Exercise brief:
Which lines of the entries below contain the string "peak"? Copy each one.

##### Data for review

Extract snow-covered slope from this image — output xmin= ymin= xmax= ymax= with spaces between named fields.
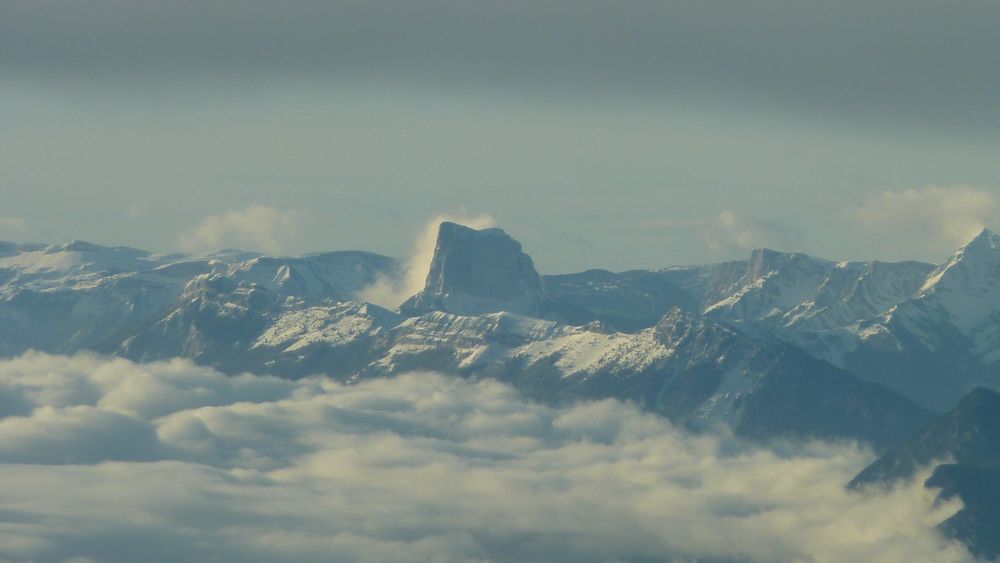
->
xmin=697 ymin=229 xmax=1000 ymax=411
xmin=0 ymin=240 xmax=174 ymax=292
xmin=1 ymin=223 xmax=997 ymax=422
xmin=901 ymin=229 xmax=1000 ymax=357
xmin=351 ymin=307 xmax=932 ymax=447
xmin=5 ymin=238 xmax=924 ymax=447
xmin=0 ymin=241 xmax=195 ymax=355
xmin=221 ymin=251 xmax=400 ymax=304
xmin=703 ymin=248 xmax=933 ymax=338
xmin=833 ymin=229 xmax=1000 ymax=410
xmin=0 ymin=240 xmax=400 ymax=358
xmin=705 ymin=249 xmax=837 ymax=324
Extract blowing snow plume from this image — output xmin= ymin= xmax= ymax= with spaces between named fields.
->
xmin=356 ymin=213 xmax=495 ymax=309
xmin=0 ymin=352 xmax=977 ymax=563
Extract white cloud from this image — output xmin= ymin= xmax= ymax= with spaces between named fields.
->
xmin=0 ymin=216 xmax=27 ymax=238
xmin=851 ymin=186 xmax=999 ymax=260
xmin=0 ymin=352 xmax=976 ymax=562
xmin=702 ymin=210 xmax=793 ymax=255
xmin=639 ymin=211 xmax=793 ymax=258
xmin=356 ymin=213 xmax=495 ymax=308
xmin=178 ymin=205 xmax=302 ymax=255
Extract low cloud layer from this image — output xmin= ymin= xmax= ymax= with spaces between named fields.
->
xmin=178 ymin=205 xmax=303 ymax=255
xmin=851 ymin=186 xmax=998 ymax=260
xmin=0 ymin=352 xmax=974 ymax=562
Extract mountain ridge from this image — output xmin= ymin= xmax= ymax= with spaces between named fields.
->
xmin=1 ymin=224 xmax=998 ymax=420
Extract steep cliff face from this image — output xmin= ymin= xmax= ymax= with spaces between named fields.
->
xmin=400 ymin=222 xmax=543 ymax=316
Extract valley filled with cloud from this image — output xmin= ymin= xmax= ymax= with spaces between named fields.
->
xmin=0 ymin=353 xmax=973 ymax=562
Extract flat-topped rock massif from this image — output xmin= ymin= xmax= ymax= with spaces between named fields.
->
xmin=401 ymin=222 xmax=543 ymax=317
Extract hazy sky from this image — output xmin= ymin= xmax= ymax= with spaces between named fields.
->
xmin=3 ymin=0 xmax=999 ymax=272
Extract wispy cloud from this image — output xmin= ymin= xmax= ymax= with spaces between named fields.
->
xmin=0 ymin=216 xmax=27 ymax=239
xmin=639 ymin=210 xmax=793 ymax=258
xmin=701 ymin=210 xmax=793 ymax=255
xmin=0 ymin=352 xmax=972 ymax=562
xmin=178 ymin=205 xmax=302 ymax=255
xmin=851 ymin=186 xmax=999 ymax=260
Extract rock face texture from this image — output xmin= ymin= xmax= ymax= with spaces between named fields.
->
xmin=401 ymin=222 xmax=543 ymax=316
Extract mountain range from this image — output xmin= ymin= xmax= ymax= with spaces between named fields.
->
xmin=5 ymin=223 xmax=999 ymax=411
xmin=5 ymin=221 xmax=1000 ymax=551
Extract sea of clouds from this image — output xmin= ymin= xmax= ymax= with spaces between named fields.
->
xmin=0 ymin=352 xmax=975 ymax=562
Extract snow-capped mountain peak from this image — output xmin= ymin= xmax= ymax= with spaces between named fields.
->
xmin=704 ymin=248 xmax=834 ymax=321
xmin=919 ymin=228 xmax=1000 ymax=296
xmin=908 ymin=228 xmax=1000 ymax=334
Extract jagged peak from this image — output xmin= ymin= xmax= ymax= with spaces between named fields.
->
xmin=746 ymin=247 xmax=831 ymax=281
xmin=919 ymin=227 xmax=1000 ymax=295
xmin=960 ymin=227 xmax=1000 ymax=254
xmin=942 ymin=227 xmax=1000 ymax=266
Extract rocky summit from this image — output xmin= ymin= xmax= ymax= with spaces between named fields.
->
xmin=401 ymin=221 xmax=543 ymax=316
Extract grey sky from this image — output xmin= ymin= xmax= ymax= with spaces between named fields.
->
xmin=2 ymin=0 xmax=999 ymax=272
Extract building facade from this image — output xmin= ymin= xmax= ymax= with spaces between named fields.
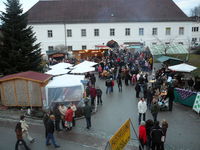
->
xmin=27 ymin=0 xmax=193 ymax=54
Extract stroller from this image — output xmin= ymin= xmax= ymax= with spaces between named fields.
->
xmin=158 ymin=95 xmax=169 ymax=111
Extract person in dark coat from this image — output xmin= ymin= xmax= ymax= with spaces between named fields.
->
xmin=150 ymin=121 xmax=163 ymax=150
xmin=96 ymin=87 xmax=103 ymax=105
xmin=15 ymin=122 xmax=30 ymax=150
xmin=90 ymin=74 xmax=96 ymax=86
xmin=146 ymin=119 xmax=154 ymax=150
xmin=117 ymin=74 xmax=122 ymax=92
xmin=143 ymin=83 xmax=148 ymax=99
xmin=187 ymin=78 xmax=194 ymax=90
xmin=83 ymin=101 xmax=92 ymax=129
xmin=53 ymin=104 xmax=62 ymax=131
xmin=46 ymin=115 xmax=60 ymax=148
xmin=147 ymin=87 xmax=153 ymax=109
xmin=151 ymin=98 xmax=159 ymax=122
xmin=135 ymin=83 xmax=141 ymax=98
xmin=166 ymin=86 xmax=174 ymax=111
xmin=43 ymin=110 xmax=50 ymax=138
xmin=161 ymin=120 xmax=168 ymax=150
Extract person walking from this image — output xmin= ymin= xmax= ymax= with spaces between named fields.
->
xmin=15 ymin=122 xmax=30 ymax=150
xmin=46 ymin=115 xmax=60 ymax=148
xmin=161 ymin=120 xmax=168 ymax=150
xmin=146 ymin=119 xmax=154 ymax=150
xmin=105 ymin=78 xmax=112 ymax=94
xmin=83 ymin=101 xmax=92 ymax=129
xmin=166 ymin=85 xmax=174 ymax=111
xmin=139 ymin=121 xmax=147 ymax=150
xmin=43 ymin=110 xmax=50 ymax=138
xmin=89 ymin=86 xmax=97 ymax=106
xmin=135 ymin=83 xmax=141 ymax=98
xmin=58 ymin=104 xmax=67 ymax=129
xmin=151 ymin=98 xmax=160 ymax=122
xmin=138 ymin=98 xmax=147 ymax=125
xmin=20 ymin=115 xmax=35 ymax=143
xmin=117 ymin=75 xmax=122 ymax=92
xmin=96 ymin=87 xmax=103 ymax=105
xmin=65 ymin=106 xmax=73 ymax=130
xmin=53 ymin=104 xmax=62 ymax=131
xmin=147 ymin=87 xmax=153 ymax=109
xmin=150 ymin=121 xmax=163 ymax=150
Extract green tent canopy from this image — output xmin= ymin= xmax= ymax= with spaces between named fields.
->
xmin=149 ymin=44 xmax=189 ymax=55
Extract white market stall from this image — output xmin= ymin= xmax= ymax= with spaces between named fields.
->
xmin=70 ymin=66 xmax=95 ymax=74
xmin=44 ymin=74 xmax=85 ymax=108
xmin=72 ymin=60 xmax=98 ymax=69
xmin=49 ymin=62 xmax=73 ymax=70
xmin=46 ymin=68 xmax=70 ymax=76
xmin=168 ymin=63 xmax=197 ymax=72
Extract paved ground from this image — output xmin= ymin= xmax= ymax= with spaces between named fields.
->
xmin=0 ymin=71 xmax=200 ymax=150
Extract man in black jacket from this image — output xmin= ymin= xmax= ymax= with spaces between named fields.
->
xmin=46 ymin=115 xmax=60 ymax=148
xmin=150 ymin=121 xmax=163 ymax=150
xmin=83 ymin=101 xmax=92 ymax=129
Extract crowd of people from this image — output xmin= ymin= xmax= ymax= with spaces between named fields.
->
xmin=15 ymin=46 xmax=199 ymax=150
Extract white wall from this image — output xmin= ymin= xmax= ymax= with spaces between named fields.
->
xmin=30 ymin=21 xmax=193 ymax=54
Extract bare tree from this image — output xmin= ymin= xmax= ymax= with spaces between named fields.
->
xmin=54 ymin=44 xmax=68 ymax=51
xmin=190 ymin=4 xmax=200 ymax=17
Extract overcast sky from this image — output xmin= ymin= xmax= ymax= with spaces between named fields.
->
xmin=0 ymin=0 xmax=200 ymax=16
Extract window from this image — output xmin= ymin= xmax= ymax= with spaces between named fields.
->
xmin=178 ymin=42 xmax=183 ymax=45
xmin=139 ymin=28 xmax=144 ymax=35
xmin=166 ymin=27 xmax=171 ymax=35
xmin=110 ymin=28 xmax=115 ymax=36
xmin=125 ymin=28 xmax=130 ymax=36
xmin=81 ymin=29 xmax=86 ymax=37
xmin=165 ymin=42 xmax=170 ymax=45
xmin=152 ymin=28 xmax=157 ymax=35
xmin=192 ymin=27 xmax=199 ymax=32
xmin=152 ymin=42 xmax=157 ymax=45
xmin=47 ymin=30 xmax=53 ymax=38
xmin=82 ymin=45 xmax=87 ymax=50
xmin=179 ymin=27 xmax=184 ymax=35
xmin=67 ymin=29 xmax=72 ymax=37
xmin=94 ymin=29 xmax=99 ymax=36
xmin=67 ymin=46 xmax=73 ymax=51
xmin=48 ymin=46 xmax=54 ymax=50
xmin=192 ymin=38 xmax=197 ymax=42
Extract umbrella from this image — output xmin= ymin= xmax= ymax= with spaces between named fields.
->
xmin=168 ymin=63 xmax=197 ymax=72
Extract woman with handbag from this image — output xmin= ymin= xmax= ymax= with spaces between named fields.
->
xmin=161 ymin=120 xmax=168 ymax=150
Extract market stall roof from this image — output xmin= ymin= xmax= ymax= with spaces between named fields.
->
xmin=72 ymin=61 xmax=98 ymax=68
xmin=46 ymin=74 xmax=84 ymax=88
xmin=0 ymin=71 xmax=52 ymax=83
xmin=45 ymin=68 xmax=70 ymax=76
xmin=149 ymin=44 xmax=188 ymax=55
xmin=157 ymin=56 xmax=183 ymax=63
xmin=168 ymin=63 xmax=197 ymax=72
xmin=49 ymin=62 xmax=73 ymax=70
xmin=70 ymin=66 xmax=95 ymax=74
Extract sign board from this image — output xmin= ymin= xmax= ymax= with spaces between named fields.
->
xmin=193 ymin=93 xmax=200 ymax=113
xmin=109 ymin=119 xmax=131 ymax=150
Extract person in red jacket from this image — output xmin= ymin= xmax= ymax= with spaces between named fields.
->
xmin=89 ymin=86 xmax=97 ymax=106
xmin=65 ymin=106 xmax=73 ymax=130
xmin=139 ymin=121 xmax=147 ymax=150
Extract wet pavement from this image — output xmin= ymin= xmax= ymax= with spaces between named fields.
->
xmin=0 ymin=73 xmax=200 ymax=150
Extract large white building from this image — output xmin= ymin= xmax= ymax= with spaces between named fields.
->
xmin=27 ymin=0 xmax=196 ymax=54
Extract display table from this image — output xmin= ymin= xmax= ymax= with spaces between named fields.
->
xmin=174 ymin=88 xmax=197 ymax=107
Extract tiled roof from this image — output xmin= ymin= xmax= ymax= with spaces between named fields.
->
xmin=0 ymin=71 xmax=52 ymax=83
xmin=27 ymin=0 xmax=190 ymax=24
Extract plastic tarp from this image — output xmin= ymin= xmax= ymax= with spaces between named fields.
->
xmin=72 ymin=61 xmax=98 ymax=69
xmin=149 ymin=44 xmax=188 ymax=55
xmin=70 ymin=66 xmax=95 ymax=73
xmin=49 ymin=62 xmax=73 ymax=69
xmin=168 ymin=63 xmax=197 ymax=72
xmin=44 ymin=74 xmax=84 ymax=107
xmin=45 ymin=68 xmax=70 ymax=76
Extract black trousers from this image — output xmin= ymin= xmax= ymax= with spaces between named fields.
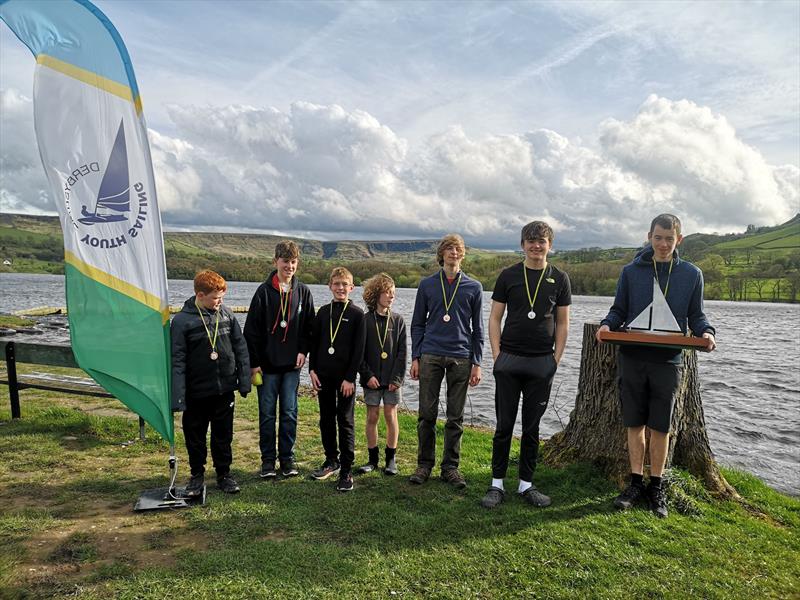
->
xmin=182 ymin=391 xmax=235 ymax=478
xmin=491 ymin=352 xmax=557 ymax=481
xmin=317 ymin=375 xmax=356 ymax=472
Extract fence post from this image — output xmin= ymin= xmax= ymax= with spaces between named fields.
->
xmin=139 ymin=416 xmax=145 ymax=441
xmin=4 ymin=342 xmax=21 ymax=419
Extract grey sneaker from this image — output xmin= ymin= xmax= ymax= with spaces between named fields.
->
xmin=647 ymin=484 xmax=668 ymax=518
xmin=614 ymin=483 xmax=645 ymax=510
xmin=311 ymin=460 xmax=340 ymax=480
xmin=185 ymin=473 xmax=204 ymax=498
xmin=383 ymin=457 xmax=398 ymax=476
xmin=440 ymin=468 xmax=467 ymax=489
xmin=519 ymin=486 xmax=551 ymax=507
xmin=481 ymin=486 xmax=505 ymax=509
xmin=355 ymin=462 xmax=377 ymax=475
xmin=217 ymin=475 xmax=241 ymax=494
xmin=409 ymin=466 xmax=431 ymax=485
xmin=259 ymin=461 xmax=277 ymax=479
xmin=280 ymin=461 xmax=299 ymax=478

##########

Solution:
Extract snow-capped mountain peak from this image — output xmin= ymin= xmax= ymax= with spaces between named fields.
Extract jagged peak from this image — output xmin= ymin= xmax= ymax= with spaces between named fields.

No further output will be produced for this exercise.